### [What the task asks]
Reproduce word for word the passage of the commentary on Emerson's article below, from "I think that" up to and including "view of patients.".

Did you ever wonder why some medical providers treat patients as if they were toddlers?  Emerson goes on to explain this.  “Most patients are not sufficiently relaxed when the doctor is ready to begin.  He then reverts to a primitive level of communication and treats the patient almost like a young child.  He speaks in soft, soothing voice, probably calling the patient by her first name, and it is not so much the words as his manner which is significant.”*   I have said time and time again they use words and actions to control.  One way is for you to call them Doctor ____ but they use your first name.  Another way is you are naked and they are wearing the whitecoat or scrubs of authority.  They use certain key words such as you must, you shall, etc.  Rather than ask a question:  May I examine your ____ because this why they will instead simply start the exam or say I am examining your ____ now.  They have been schooled in methods to gain the upper hand.  It is the manner they use in order “to keep a patient in line.”*

On page 86, the one item that stands out to me is “Even if they are complying, they may indirectly challenge the expert status of the staff, as by ‘asking too many questions.’”.*   There you have it in black and white:  Some medical providers feel threatened by patients who want information.  This is huge.

On page 87, Emerson goes on to say, “Some patients fail to  know when to display their private parts unashamedly to others and when conceal them like anyone else.  A patient may make an ‘inappropriate’ show of modesty, thus not granting the staff the right to view what medical personnel have the right to view and others do not…If a patient becomes nonchalant enough to allow herself to remain uncovered for much longer than is technically necessary she becomes a threat.”*  Most patients rely on the medical provider to keep them covered appropriately.  Many feel they would interfere with the medical provider if they were to cover themselves before the medical tells them to do so.  Yes, it is true some have no issue with being exposed and aren’t afraid to be inappropriately exposed.  However, what the above quote says to me is there really is no winning situation for the patient because patients really are not sure when they should re-cover themselves.  Patients who are given drugs such as versed (which encourages the patient to be uninhibited) are not generally capable of covering themselves. 

On page 90, Emerson comes in with this little scenario, “While in most encounters the nurse remains quietly in the background….one of the main functions of her presence is to provide a team member for the doctor in those occasional instances where the patient threatens to get out of line…Doctor and nurse may collude against an uncooperative patient, as by giving each other significant looks.  If things reach the point of staff collusion, however, it may mean that only by excluding the patient…cast the patient into the role of an ‘emotionally disturbed person.’”*   Is this what happened that night they decided to medically assault my husband?  Did they decide by their private looks that because he was advocating for his care instead of being the typical heart attack patient (the one who says “Dr. do whatever you have to in order to save my life) that he should be excluded from his care and they would treat him as an ‘emotionally disturbed person’?  Realize the significance of it being confirmed the nurse, the chaperone, is being used against the patient.  Emerson goes on to say “Whatever an ‘emotionally disturbed person’ may think or do does not count against the reality the rest of us acknowledge.”*   This certainly goes a long way in giving proof they do feel justify to defy patient consent.

I think that although this articles deals primarily with the gynecological exam, the principles Emerson expressed here does apply to other areas in the medical field.  This article is from 2008 and many, many medical providers from that time are still in practice.  It appears to represent the view many of them have about patient autonomy and patients in general thus clearly explaining out many have a paternalistic view of patients.

### [Data block]
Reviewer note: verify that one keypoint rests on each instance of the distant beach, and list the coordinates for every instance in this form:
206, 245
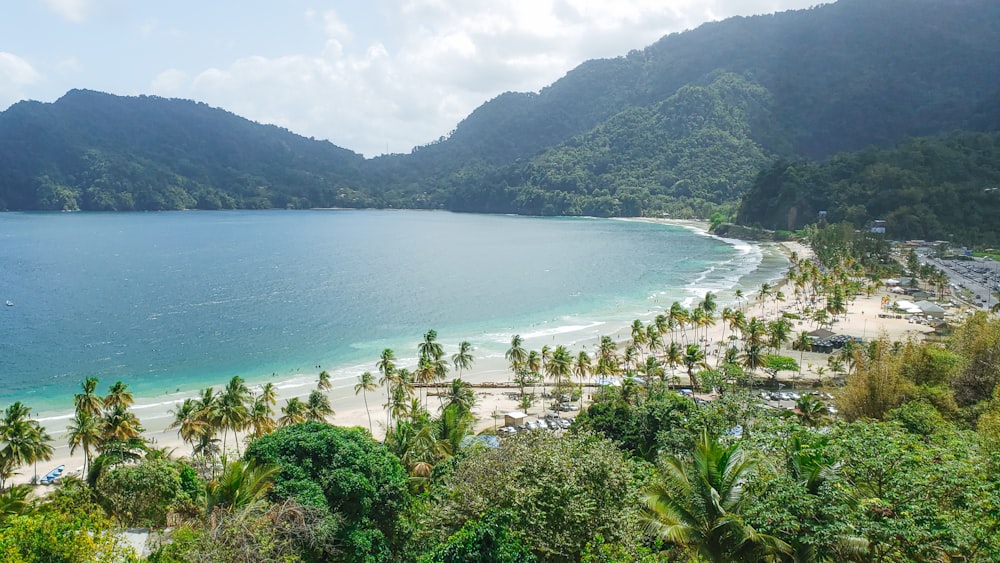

### [Answer]
I think that although this articles deals primarily with the gynecological exam, the principles Emerson expressed here does apply to other areas in the medical field.  This article is from 2008 and many, many medical providers from that time are still in practice.  It appears to represent the view many of them have about patient autonomy and patients in general thus clearly explaining out many have a paternalistic view of patients.